◆ **DESCRIPTION OF THE TASK**
Rewrite all of the records below as a JSON list of strings, with one string per line and no blank lines. Leave the pictures out.

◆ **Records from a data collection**
+ + + + +
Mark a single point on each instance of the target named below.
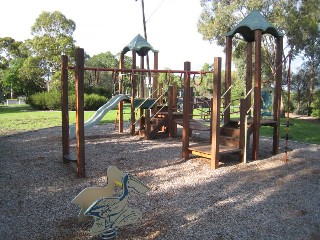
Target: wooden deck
(204, 150)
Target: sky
(109, 25)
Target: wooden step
(229, 131)
(204, 150)
(229, 141)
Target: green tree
(101, 82)
(297, 19)
(11, 59)
(52, 36)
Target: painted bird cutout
(110, 212)
(89, 195)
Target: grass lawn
(15, 118)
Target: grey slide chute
(99, 114)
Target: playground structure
(233, 136)
(155, 116)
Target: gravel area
(264, 199)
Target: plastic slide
(99, 114)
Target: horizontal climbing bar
(139, 70)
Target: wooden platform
(204, 150)
(194, 125)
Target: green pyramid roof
(252, 22)
(139, 44)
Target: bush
(52, 101)
(93, 101)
+ + + + +
◆ **EXERCISE RESPONSE**
[
  "Mark a single point on each instance of the target named below.",
  "Target: wooden deck",
  "(204, 150)",
  "Target: sky",
  "(109, 25)",
  "Target: wooden step",
  "(229, 131)",
  "(204, 150)",
  "(229, 141)",
  "Target: green tree",
  "(101, 82)",
  "(297, 19)",
  "(11, 59)",
  "(52, 36)",
  "Target: painted bird cutout",
  "(110, 212)",
  "(89, 195)",
  "Target: grass lawn",
  "(15, 118)",
  "Target: grey slide chute",
  "(99, 114)",
  "Target: playground structure",
  "(233, 136)",
  "(155, 116)",
  "Target: gravel area",
  "(264, 199)",
  "Target: plastic slide",
  "(99, 114)",
  "Target: horizontal climbing bar",
  "(139, 70)",
  "Target: wooden platform",
  "(204, 150)",
  "(194, 125)",
  "Target: green pyramid roof",
  "(252, 22)",
  "(139, 44)",
  "Target: bush",
  "(52, 101)",
  "(93, 101)"
]